▸ **TASK STATEMENT**
From the first line to the last, reproduce the records exactly as they appear below.

▸ **SOURCE INFORMATION**
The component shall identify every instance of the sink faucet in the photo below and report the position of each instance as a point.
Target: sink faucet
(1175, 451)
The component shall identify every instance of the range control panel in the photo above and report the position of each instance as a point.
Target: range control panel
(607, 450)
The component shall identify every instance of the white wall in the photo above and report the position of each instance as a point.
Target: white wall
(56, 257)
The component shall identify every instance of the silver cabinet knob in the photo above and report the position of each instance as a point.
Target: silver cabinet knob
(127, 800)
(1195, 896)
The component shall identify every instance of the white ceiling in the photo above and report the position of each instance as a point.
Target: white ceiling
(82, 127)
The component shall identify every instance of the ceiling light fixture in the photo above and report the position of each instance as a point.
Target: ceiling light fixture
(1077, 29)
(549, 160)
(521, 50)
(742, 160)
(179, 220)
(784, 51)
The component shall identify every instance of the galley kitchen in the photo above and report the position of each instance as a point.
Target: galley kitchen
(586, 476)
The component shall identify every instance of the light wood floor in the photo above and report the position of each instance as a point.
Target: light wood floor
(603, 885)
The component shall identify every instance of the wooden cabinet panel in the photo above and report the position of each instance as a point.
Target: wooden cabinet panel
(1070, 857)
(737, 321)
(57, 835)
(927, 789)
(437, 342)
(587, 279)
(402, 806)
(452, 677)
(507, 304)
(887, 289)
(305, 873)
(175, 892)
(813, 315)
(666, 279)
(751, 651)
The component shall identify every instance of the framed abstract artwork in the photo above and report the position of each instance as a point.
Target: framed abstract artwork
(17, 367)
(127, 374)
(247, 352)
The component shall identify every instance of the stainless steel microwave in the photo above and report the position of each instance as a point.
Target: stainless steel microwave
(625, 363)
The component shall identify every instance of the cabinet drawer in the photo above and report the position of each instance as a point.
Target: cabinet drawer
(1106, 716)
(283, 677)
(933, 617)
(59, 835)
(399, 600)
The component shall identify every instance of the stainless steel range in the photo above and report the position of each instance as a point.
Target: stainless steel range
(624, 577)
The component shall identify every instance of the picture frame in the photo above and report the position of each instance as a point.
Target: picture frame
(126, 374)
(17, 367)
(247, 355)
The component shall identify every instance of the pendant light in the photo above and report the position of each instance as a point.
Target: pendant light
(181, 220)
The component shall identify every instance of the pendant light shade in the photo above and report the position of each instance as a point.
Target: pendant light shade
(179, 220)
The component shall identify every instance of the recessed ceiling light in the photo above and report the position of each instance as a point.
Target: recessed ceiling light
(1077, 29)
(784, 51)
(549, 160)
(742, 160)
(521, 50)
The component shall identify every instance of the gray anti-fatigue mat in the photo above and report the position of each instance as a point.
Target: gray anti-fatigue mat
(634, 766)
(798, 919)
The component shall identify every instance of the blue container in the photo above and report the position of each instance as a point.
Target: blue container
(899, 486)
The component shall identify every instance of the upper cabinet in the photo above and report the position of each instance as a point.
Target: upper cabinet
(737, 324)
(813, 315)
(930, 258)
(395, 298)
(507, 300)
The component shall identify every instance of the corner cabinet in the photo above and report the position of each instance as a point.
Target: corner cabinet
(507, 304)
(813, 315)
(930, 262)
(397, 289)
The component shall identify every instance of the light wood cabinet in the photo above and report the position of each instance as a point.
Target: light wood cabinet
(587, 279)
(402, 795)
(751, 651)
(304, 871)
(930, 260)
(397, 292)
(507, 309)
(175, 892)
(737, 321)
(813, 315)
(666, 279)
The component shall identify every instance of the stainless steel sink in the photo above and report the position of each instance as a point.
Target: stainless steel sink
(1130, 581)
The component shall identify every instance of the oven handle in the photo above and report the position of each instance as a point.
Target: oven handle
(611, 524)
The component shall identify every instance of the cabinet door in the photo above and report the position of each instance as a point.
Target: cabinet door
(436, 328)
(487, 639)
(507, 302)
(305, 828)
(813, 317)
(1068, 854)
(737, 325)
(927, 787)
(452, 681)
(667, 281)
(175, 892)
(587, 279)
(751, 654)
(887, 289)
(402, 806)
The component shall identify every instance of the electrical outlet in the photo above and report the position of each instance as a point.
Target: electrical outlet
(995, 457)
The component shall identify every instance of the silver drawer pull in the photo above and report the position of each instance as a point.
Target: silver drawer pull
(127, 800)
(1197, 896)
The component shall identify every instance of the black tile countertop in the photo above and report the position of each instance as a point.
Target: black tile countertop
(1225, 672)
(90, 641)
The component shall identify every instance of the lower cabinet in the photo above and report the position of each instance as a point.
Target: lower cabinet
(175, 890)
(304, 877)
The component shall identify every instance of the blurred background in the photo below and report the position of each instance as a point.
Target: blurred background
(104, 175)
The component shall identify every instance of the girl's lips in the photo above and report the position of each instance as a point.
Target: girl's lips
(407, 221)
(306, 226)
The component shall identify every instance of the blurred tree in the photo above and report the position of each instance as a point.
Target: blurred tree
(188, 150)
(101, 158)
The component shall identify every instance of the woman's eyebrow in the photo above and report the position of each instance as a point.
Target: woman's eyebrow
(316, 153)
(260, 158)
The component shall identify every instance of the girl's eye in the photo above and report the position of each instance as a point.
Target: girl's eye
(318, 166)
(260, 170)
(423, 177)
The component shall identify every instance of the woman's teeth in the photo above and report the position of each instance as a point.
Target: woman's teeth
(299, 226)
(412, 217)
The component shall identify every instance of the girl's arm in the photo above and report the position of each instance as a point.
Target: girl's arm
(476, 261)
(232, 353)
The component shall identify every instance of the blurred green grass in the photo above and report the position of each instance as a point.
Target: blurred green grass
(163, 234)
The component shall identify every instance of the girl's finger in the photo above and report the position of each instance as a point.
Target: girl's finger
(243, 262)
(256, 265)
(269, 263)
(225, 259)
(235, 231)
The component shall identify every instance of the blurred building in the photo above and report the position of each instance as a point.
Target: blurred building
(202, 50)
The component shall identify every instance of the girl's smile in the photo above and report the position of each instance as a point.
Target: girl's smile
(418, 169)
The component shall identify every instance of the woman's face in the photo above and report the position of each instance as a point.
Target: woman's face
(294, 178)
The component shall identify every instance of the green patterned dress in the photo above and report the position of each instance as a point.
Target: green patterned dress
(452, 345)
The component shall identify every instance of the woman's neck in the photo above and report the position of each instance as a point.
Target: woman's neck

▸ **WRITTEN SOLUTION**
The component shall identify every instance of the sink faucet in the photo below and report the position of each instance as a point.
Target: sink faucet
(1175, 451)
The component shall identify every instance of the range control panel in the photo above and report the position of each instance as a point.
Target: range control panel
(607, 450)
The component shall identify every instance of the white wall in the photo above and report the position of each instance as a point.
Target: white wall
(56, 257)
The component shall identify every instance of the silver cabinet knob in the photo above and report the position of each instance as a point.
Target: silver cabinet knob
(127, 800)
(1195, 896)
The component shall identify every instance of the white ceiling in the photo above and report the position of each instance as a point.
Target: white ceiling
(82, 127)
The component shall identify every instance of the ceiling light fixture in the photo above and report the position of each instance as a point.
Target: ceiling light fixture
(1077, 29)
(549, 160)
(521, 50)
(742, 160)
(179, 220)
(784, 51)
The component shall identify every instance of the galley kitchen in the photo above and report the position of each instance as a point.
Target: galley kitchen
(586, 476)
The component shall identify every instance of the light wood floor in the photo above and report the position of each instance as a point.
Target: light wood floor
(603, 885)
The component shall identify every instance of the wooden cabinet panel in the photo above and report the position of each instance as a point.
Target: wooden cabinet panel
(1070, 857)
(737, 321)
(57, 835)
(927, 789)
(437, 342)
(587, 279)
(402, 806)
(452, 677)
(507, 304)
(887, 289)
(305, 873)
(175, 892)
(813, 315)
(666, 279)
(751, 651)
The component shall identify every instance of the framed abstract artwork in the photo above and report the position of each instance as a point.
Target: framed abstract artwork
(17, 367)
(127, 374)
(247, 352)
The component shall identify every instance of the stainless steel microwave in the photo above and report the position of each instance as a point.
Target: stainless steel microwave
(625, 363)
The component shall identify every instance of the cabinet drawer in the photo above and report the position of each instance as a point.
Target: cabinet drawer
(1106, 716)
(283, 677)
(933, 617)
(59, 835)
(399, 600)
The component shall identify every instance of the stainless steel range in the photo above and report the position of each instance as a point.
Target: stainless steel range
(624, 577)
The component shall identify every instance of the picture frame in the photo above and report the position of each instance as a point.
Target: picture frame
(126, 374)
(17, 367)
(247, 355)
The component shall identify every instance of the pendant light in the photo above and report the position of each instance as a point.
Target: pendant light
(181, 220)
The component shall identify every instance of the pendant light shade in the photo above and report the position of each instance as a point.
Target: pendant light shade
(179, 220)
The component shall identify every instance of the recessed ceiling light in the photo above and report the position of each instance as a point.
Target: recessed ceiling light
(1077, 29)
(784, 51)
(549, 160)
(742, 160)
(521, 50)
The component shall identify every instance of the gray anti-fatigue mat in the photo above and report the position of each instance as a point.
Target: gray anti-fatigue mat
(634, 766)
(798, 919)
The component shall identify every instance of the blue container in the photo above and report the position of each instance as a point.
Target: blue container
(899, 486)
The component shall identify every instance of the upper cabinet in the photo above and report the position of each instance as a point.
Target: upper cabinet
(737, 324)
(813, 315)
(930, 258)
(395, 298)
(507, 300)
The component shall identify every instance of the corner cabinet in the photo above and report the position of each instance as a point.
Target: corner cabinet
(507, 304)
(813, 315)
(930, 262)
(397, 289)
The component shall identify every instance of the light wood cabinet in the photo above and report the position of each instance as a point.
Target: light wood cabinet
(587, 279)
(402, 795)
(751, 651)
(304, 871)
(930, 260)
(397, 292)
(507, 309)
(175, 892)
(737, 321)
(813, 315)
(666, 279)
The component shall identify every instance of the stainless steel sink in the photo above and report the position of each instance as a point.
Target: stainless steel sink
(1130, 581)
The component shall identify every instance of the oven handle in the photo above and report the position of each instance as a point.
Target: oven handle
(611, 524)
The component shall identify every instance of the cabinet door in the photo above and report the position of each instance as a point.
Target: cabinet door
(436, 328)
(487, 639)
(507, 302)
(305, 828)
(813, 317)
(1068, 854)
(737, 325)
(927, 787)
(452, 681)
(667, 281)
(175, 892)
(587, 279)
(751, 654)
(887, 289)
(402, 806)
The component shall identify every instance of the electrical outlet in the photo above and report the position of each instance as a point.
Target: electrical outlet
(995, 457)
The component shall identify every instance of the silver drawer pull in the photo above and report the position of each instance as a point.
Target: silver drawer pull
(127, 800)
(1197, 896)
The component shall identify every instance of the black tile countertop in the photo above and report the position of each instance as a point.
Target: black tile countertop
(1225, 672)
(90, 641)
The component shall identify every instance of the lower cabinet in the photo above and report the position of each instance as a point.
Target: lower cabinet
(175, 890)
(304, 877)
The component shall identify every instance of the blurred background in the photo below and report the position of each instance as a point.
Target: blurred background
(104, 175)
The component shall identify every instance of the girl's lips in the photo above and report the position of each instance as a point.
Target: girl's lips
(407, 221)
(306, 226)
The component shall identify every instance of the blurred tree in the photo above and report the position of each instance as a point.
Target: blurred tree
(188, 150)
(101, 158)
The component shall identify every instance of the woman's eyebrow in the photo above and report the position of each instance as a point.
Target: woman's eyebrow
(316, 153)
(260, 158)
The component shall identify every instance of the girl's eye in the photo above and report the position of each instance as a point.
Target: girl's eye
(318, 166)
(260, 170)
(423, 177)
The component shall identify every instance of the woman's teeth in the photo above and report the position of each instance as a point.
Target: woman's teeth
(299, 226)
(412, 217)
The component shall identify every instance of the girl's arm in the photo above and report the position of each instance as a point.
Target: girl's arm
(476, 261)
(232, 353)
The component shall identify every instance of the blurred green grass in the photo above and report the position of each instance as a point.
Target: blurred green grass
(163, 234)
The component shall identify every instance of the girl's finger in the photo above and report the position of each instance as a point.
Target: girl's finger
(243, 262)
(256, 265)
(269, 263)
(225, 259)
(235, 231)
The component shall identify every instance of the blurred building in the photo above and report the position of each instance as a point.
Target: blurred building
(202, 50)
The component shall identify every instance of the girl's smile in the photo above and report the position of each instance as a point.
Target: girl's smile
(418, 169)
The component shall identify every instance of the woman's face in the photo above and report the position of each instance as a point.
Target: woman's face
(294, 178)
The component shall identify every instance of the green patterned dress in the photo above and report the position of each instance as a point.
Target: green patterned dress
(452, 345)
The component shall identify every instance of the woman's neck in the photo above and report the position of each instance as a point.
Target: woman's neck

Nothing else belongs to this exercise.